▶ Extract provided
= = = = =
Cancers of the B cell such as lymphomas and leukemias are relatively prevalent human diseases. Of those cancers, chronic lymphocytic leukemia (CLL) is the most prevalent, with about 10,000 new cases being diagnosed each year. CLL accounts for about 30 percent of leukemias in western countries.
In addition to CLL, there are several other B cell cancers. Included among those additional B cell cancers are non-Hodgkin's lymphomas, hairy cell leukemia, plasmacytomas, plasma cell leukemia, multiple myelomas and Hodgkin's lymphomas. Similar cancers are often present in other mammalian hosts, such as the mouse, where, for example the BCL.sub.1 5B.sub.1 b cell line has similarity to CLL cell subsets.
Treatments for these cancers have varying degrees of effectiveness. For example, hairy cell leukemia, which affects relatively few people, has recently been very effectively treated with 2-chloro-2'-deoxyadenosine. A typical treatment for CLL uses chlorambucil as the usual first anti-cancer drug of choice and sometimes adds a glucosteroid such as prednisone or dexamethasone. However, patients at intermediate to high risk levels with this form of cancer have median survivals of six and two years, respectively, and those two classes of the disease constitute about 70 percent of the cases.
CLL cells proliferate quite slowly, and as a result, cytotoxic anti-cancer drugs that act at specific stages in the cell cycle and can thus act preferentially on rapidly proliferating cells, are rendered minimally effective in this disease. To date, except for a preliminary report by the inventors herein [Goodman and Piro, Blood, 78:437a (Suppl. 1) (Nov. 15, 1991)], there has been no report of inducing the proliferation of CLL cells with a chemotherapeutic agent that is pharmaceutically useful. The chemotherapeutic agent used in that work was loxoribine; 7-allyl-8-oxoguanosine.
= = = = =
▶ Information given

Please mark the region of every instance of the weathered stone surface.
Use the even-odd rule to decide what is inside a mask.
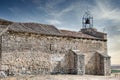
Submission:
[[[102,40],[6,32],[2,36],[1,64],[15,75],[67,73],[65,56],[69,50],[84,53],[86,73],[95,74],[95,51],[107,54],[107,45]]]

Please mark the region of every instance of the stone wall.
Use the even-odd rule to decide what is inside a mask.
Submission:
[[[66,69],[64,58],[70,49],[84,53],[87,66],[94,62],[91,58],[96,50],[107,52],[107,44],[100,40],[6,32],[2,36],[2,69],[15,74],[60,72]],[[94,63],[89,74],[93,67]]]

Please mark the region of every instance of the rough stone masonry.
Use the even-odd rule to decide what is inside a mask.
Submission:
[[[53,25],[0,21],[0,69],[7,75],[110,75],[107,34]]]

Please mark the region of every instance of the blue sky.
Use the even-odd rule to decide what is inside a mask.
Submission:
[[[79,31],[87,7],[94,27],[108,33],[112,64],[120,64],[120,0],[0,0],[0,18],[16,22],[53,24]]]

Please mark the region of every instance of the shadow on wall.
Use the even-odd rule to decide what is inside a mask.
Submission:
[[[104,58],[99,53],[92,53],[85,65],[85,74],[104,75]]]

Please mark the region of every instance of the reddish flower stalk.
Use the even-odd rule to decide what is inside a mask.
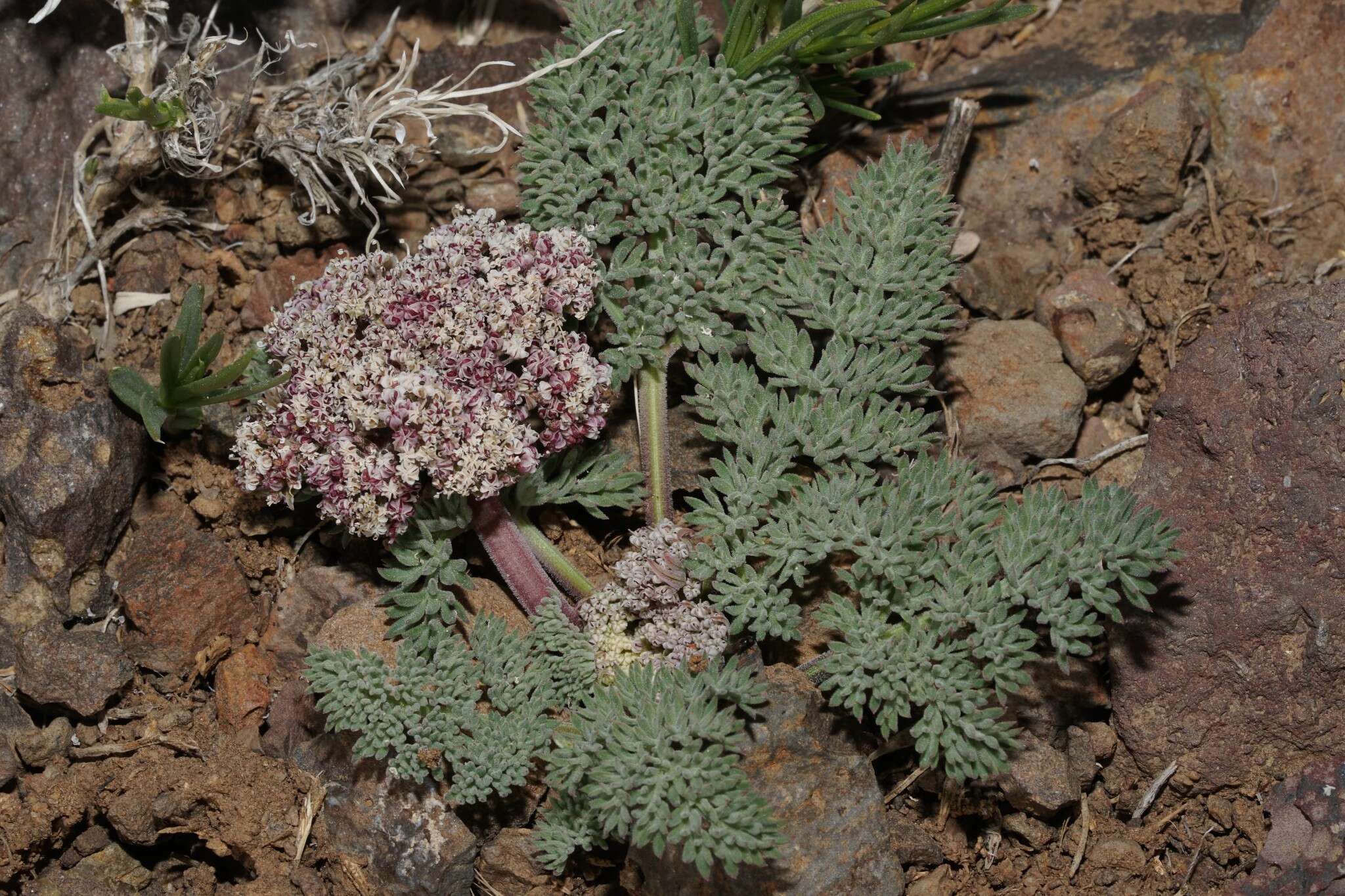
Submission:
[[[561,611],[565,618],[582,629],[578,613],[569,600],[560,592],[546,570],[538,562],[537,555],[527,545],[523,533],[514,525],[508,508],[500,498],[490,497],[471,502],[472,528],[491,555],[495,568],[500,571],[504,583],[512,592],[514,599],[527,611],[527,615],[537,615],[542,602],[554,596],[561,602]]]

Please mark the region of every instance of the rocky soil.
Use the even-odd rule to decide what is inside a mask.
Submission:
[[[190,283],[233,356],[364,231],[303,224],[272,169],[192,196],[169,179],[152,188],[208,227],[136,236],[108,265],[113,293],[167,298],[109,321],[94,279],[59,322],[7,301],[48,251],[91,97],[118,89],[116,17],[67,0],[30,27],[35,5],[0,11],[0,889],[1345,893],[1345,5],[1065,0],[1028,26],[902,47],[917,70],[874,90],[882,126],[822,134],[791,187],[808,228],[865,159],[936,140],[954,95],[982,102],[955,183],[975,236],[951,296],[964,326],[933,359],[948,450],[1006,490],[1134,485],[1185,529],[1188,559],[1151,618],[1068,670],[1033,669],[1013,704],[1024,748],[970,787],[824,708],[794,668],[824,631],[760,657],[772,701],[746,767],[790,845],[709,883],[640,850],[551,877],[529,849],[541,783],[468,811],[323,733],[303,657],[378,641],[378,545],[237,489],[246,407],[155,446],[106,369],[152,367]],[[420,39],[426,81],[523,64],[561,23],[549,3],[502,0],[482,44],[459,46],[436,8],[404,8],[393,50]],[[389,11],[278,3],[237,24],[356,46]],[[492,107],[526,124],[522,91]],[[516,154],[464,156],[471,128],[413,172],[395,238],[414,243],[456,204],[518,212]],[[685,410],[682,490],[707,459]],[[551,513],[543,528],[601,576],[628,523]],[[526,625],[469,560],[473,609]]]

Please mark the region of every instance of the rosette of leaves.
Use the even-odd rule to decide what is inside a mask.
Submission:
[[[187,120],[187,107],[180,97],[155,99],[141,93],[140,87],[126,90],[125,98],[113,97],[104,87],[102,98],[93,110],[122,121],[143,121],[153,130],[172,130]]]
[[[803,0],[737,0],[725,3],[725,62],[746,77],[768,66],[792,70],[804,87],[808,107],[820,118],[835,109],[858,118],[880,116],[858,105],[858,85],[913,66],[909,62],[869,64],[874,50],[896,43],[995,26],[1033,15],[1029,4],[993,0],[964,9],[970,0],[838,0],[819,3],[804,13]],[[678,36],[686,56],[699,48],[694,31],[695,0],[678,0]]]
[[[687,570],[733,631],[794,641],[830,568],[816,619],[837,639],[814,672],[831,704],[909,728],[923,766],[985,778],[1015,743],[1002,707],[1038,641],[1064,668],[1103,619],[1147,610],[1178,533],[1115,486],[1005,500],[931,453],[924,351],[954,313],[942,172],[909,144],[837,206],[751,318],[751,360],[689,368],[702,431],[728,447],[690,500]]]
[[[159,349],[159,386],[151,386],[129,367],[113,368],[108,376],[113,394],[140,415],[156,442],[163,442],[165,433],[175,435],[200,426],[200,408],[207,404],[249,398],[289,379],[288,373],[281,373],[239,383],[257,359],[256,347],[249,347],[233,363],[211,373],[210,365],[219,356],[225,334],[215,333],[200,341],[204,296],[206,290],[195,285],[183,297],[178,324]]]

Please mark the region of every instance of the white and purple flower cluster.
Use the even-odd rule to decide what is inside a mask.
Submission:
[[[404,259],[342,257],[266,328],[293,372],[238,427],[238,481],[272,504],[300,488],[354,535],[395,537],[428,484],[488,497],[603,429],[611,368],[566,316],[599,270],[574,230],[460,215]]]
[[[698,599],[701,586],[686,578],[689,536],[671,520],[636,529],[632,549],[616,563],[621,583],[599,588],[580,604],[599,674],[632,662],[678,666],[724,653],[729,623]]]

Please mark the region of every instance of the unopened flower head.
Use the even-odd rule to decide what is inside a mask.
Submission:
[[[293,377],[238,427],[239,484],[273,504],[312,489],[367,537],[398,535],[426,485],[495,494],[603,429],[611,368],[565,329],[597,282],[586,238],[490,210],[401,261],[332,261],[266,328]]]
[[[608,677],[632,662],[678,666],[712,660],[728,646],[724,614],[699,600],[701,586],[686,578],[689,532],[671,520],[631,533],[631,549],[616,563],[621,583],[607,584],[578,613]]]

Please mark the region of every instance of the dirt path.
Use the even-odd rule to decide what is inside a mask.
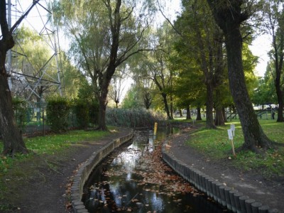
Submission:
[[[18,165],[26,168],[27,171],[33,170],[33,174],[30,177],[23,177],[22,181],[6,180],[11,182],[11,192],[6,195],[7,205],[9,203],[13,209],[0,212],[72,212],[65,209],[65,204],[68,202],[65,190],[68,178],[73,175],[73,171],[78,165],[89,158],[94,151],[129,133],[129,129],[121,129],[119,133],[111,133],[99,141],[82,142],[75,145],[60,156],[37,157],[33,162]]]
[[[65,209],[67,202],[65,190],[68,178],[72,176],[78,165],[84,162],[95,150],[129,132],[129,129],[121,129],[119,133],[112,133],[99,141],[82,142],[75,145],[60,156],[38,157],[35,158],[33,162],[20,164],[18,166],[26,168],[27,171],[32,170],[33,173],[28,177],[23,174],[21,180],[6,180],[11,182],[11,191],[6,195],[7,204],[13,207],[13,209],[1,212],[72,212]],[[189,139],[188,132],[175,136],[169,151],[184,163],[282,212],[282,209],[284,209],[284,202],[282,201],[284,197],[283,182],[271,182],[252,172],[243,173],[230,166],[229,160],[213,161],[185,146],[185,141]]]
[[[271,209],[277,209],[278,212],[284,212],[284,182],[281,180],[266,180],[257,171],[243,173],[230,165],[229,159],[213,160],[198,153],[193,148],[185,145],[190,140],[190,135],[185,131],[170,140],[168,151],[182,162],[192,165],[206,175],[238,190],[263,204]]]

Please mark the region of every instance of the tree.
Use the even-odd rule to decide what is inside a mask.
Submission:
[[[9,28],[7,22],[6,1],[0,1],[0,26],[2,36],[0,38],[0,129],[4,141],[4,154],[16,153],[28,153],[21,133],[16,126],[14,118],[12,98],[8,84],[8,77],[5,67],[6,55],[15,43],[13,33],[23,18],[28,14],[33,7],[39,0],[33,1],[29,9],[16,20],[16,23]]]
[[[282,1],[266,1],[265,14],[268,21],[266,28],[272,37],[273,50],[270,52],[274,69],[271,69],[275,87],[278,102],[278,122],[284,122],[283,117],[283,60],[284,60],[284,5]]]
[[[205,1],[182,1],[184,11],[175,26],[184,43],[182,52],[196,60],[203,72],[207,92],[206,126],[211,129],[216,128],[212,113],[214,91],[224,79],[223,35],[204,3]]]
[[[207,0],[216,23],[223,31],[227,53],[229,86],[239,116],[244,136],[243,148],[258,151],[268,148],[271,141],[260,126],[246,88],[242,63],[241,24],[249,17],[246,1]]]
[[[119,108],[122,92],[124,89],[122,85],[123,82],[123,78],[121,75],[114,75],[109,86],[109,97],[116,103],[116,108]]]
[[[72,38],[72,53],[82,72],[89,78],[99,99],[99,129],[106,130],[108,89],[117,67],[145,50],[138,46],[148,28],[151,11],[139,13],[136,1],[102,0],[75,3],[62,0],[54,4],[55,16]],[[137,16],[135,16],[137,14]],[[150,17],[147,18],[146,17]]]

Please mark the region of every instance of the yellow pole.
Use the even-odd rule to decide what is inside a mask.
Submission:
[[[157,127],[158,127],[158,123],[155,122],[155,126],[154,126],[154,136],[155,136],[157,133]]]
[[[234,141],[233,139],[231,140],[231,149],[233,151],[233,155],[234,157],[236,157],[236,153],[235,153],[235,148],[234,147]]]

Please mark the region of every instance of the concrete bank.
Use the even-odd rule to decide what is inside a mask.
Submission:
[[[163,158],[177,173],[190,182],[197,190],[233,212],[272,213],[280,212],[250,198],[241,192],[216,181],[204,173],[188,165],[166,150],[167,142],[162,148]]]
[[[82,163],[77,175],[74,177],[73,184],[71,187],[71,202],[75,213],[87,213],[84,203],[82,202],[83,187],[88,180],[94,168],[101,161],[109,155],[115,148],[119,147],[124,143],[130,141],[133,136],[133,131],[124,136],[109,141],[102,148],[94,152],[90,158]]]

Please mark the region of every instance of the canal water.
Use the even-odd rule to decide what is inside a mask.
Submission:
[[[132,141],[105,159],[84,187],[89,212],[224,212],[161,160],[160,145],[178,129],[135,131]],[[228,211],[226,211],[228,212]]]

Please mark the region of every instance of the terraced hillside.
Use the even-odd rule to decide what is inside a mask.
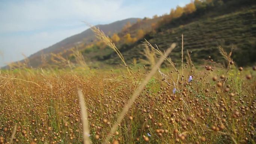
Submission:
[[[180,61],[175,60],[180,59],[181,56],[181,35],[183,33],[184,50],[193,52],[192,58],[195,62],[206,59],[208,56],[220,62],[222,58],[218,47],[221,46],[228,51],[232,46],[234,48],[233,58],[238,65],[253,64],[256,61],[256,6],[220,16],[198,19],[176,27],[173,26],[176,24],[174,21],[160,28],[158,32],[148,34],[145,38],[162,50],[173,42],[179,43],[170,55],[177,63]],[[134,58],[138,59],[143,56],[139,53],[143,49],[141,40],[119,48],[127,61],[131,62]],[[120,63],[114,53],[105,58],[104,60],[109,64]]]

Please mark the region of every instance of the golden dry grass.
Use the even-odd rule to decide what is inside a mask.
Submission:
[[[125,61],[80,71],[63,60],[72,66],[1,71],[0,144],[255,143],[255,67],[238,70],[220,48],[226,68],[209,59],[195,68],[188,51],[179,68],[168,56],[175,44],[166,52],[143,44],[158,56],[151,70]]]

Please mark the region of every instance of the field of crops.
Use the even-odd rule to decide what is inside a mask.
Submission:
[[[182,51],[177,67],[166,56],[175,44],[144,44],[149,67],[1,71],[0,144],[255,143],[256,67],[221,47],[225,66],[209,56],[196,67]]]

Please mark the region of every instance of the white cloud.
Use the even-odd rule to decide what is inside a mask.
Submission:
[[[183,0],[189,2],[190,0]],[[180,1],[0,1],[0,67],[28,56],[87,27],[131,17],[169,12]],[[0,55],[0,56],[1,55]]]

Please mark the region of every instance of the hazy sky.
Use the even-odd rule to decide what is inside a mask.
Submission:
[[[0,67],[93,25],[169,13],[191,0],[0,0]]]

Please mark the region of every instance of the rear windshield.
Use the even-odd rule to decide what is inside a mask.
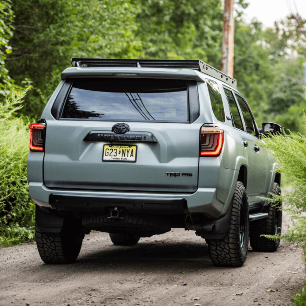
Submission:
[[[62,118],[187,121],[182,80],[88,78],[73,81]]]

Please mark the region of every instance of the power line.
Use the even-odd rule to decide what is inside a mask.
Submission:
[[[297,12],[297,15],[298,15],[299,14],[299,11],[297,9],[297,3],[295,2],[295,0],[292,0],[293,1],[293,4],[294,5],[294,7],[295,7],[295,10]]]
[[[289,11],[289,14],[293,14],[293,9],[291,5],[291,2],[290,2],[290,0],[285,0],[285,1],[286,4],[287,4],[287,6],[288,7],[288,10]]]

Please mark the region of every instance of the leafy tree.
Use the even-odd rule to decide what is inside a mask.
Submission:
= = = = =
▶ Required tasks
a: In the passage on B cell cancers, rewrite the part from "Cancers of the" up to and including "in western countries.", swapping "prevalent" for "common" wherever it occurs.
b: Extend the passage on B cell cancers past its last sentence.

▶ Answer section
a:
Cancers of the B cell such as lymphomas and leukemias are relatively common human diseases. Of those cancers, chronic lymphocytic leukemia (CLL) is the most common, with about 10,000 new cases being diagnosed each year. CLL accounts for about 30 percent of leukemias in western countries.

b:
Co-assigned U.S. Pat. No. 4,539,205 to Goodman and Weigle describes modulation of animal cellular responses with S-substituted guanine derivatives bonded 9-1' to an aldose having 5 or 6 carbon atoms in the aldose chain (ring). The cellular modulations described in that patent relate mostly to immunomodulation such as adjuvanticity in producing primary and secondary immune responses. Activity against certain neoplastic conditions is also disclosed as are T cell-replacing activity, an IL-I like activity on thymocytes, and induction of the release of lysosomal enzymes from neutrophils. The 8-substituents in those molecules have electron withdrawing inductive effects relative to hydrogen. Thus, halo, mercapto or its thioxo tautomer, acyl mercapto, alkyl sulfido, nitro, cyano, keto, halomethyl and methyleneoxy alkyl and the like were disclosed as useful, while electron donating substituents such as an amino group were found to be inactive.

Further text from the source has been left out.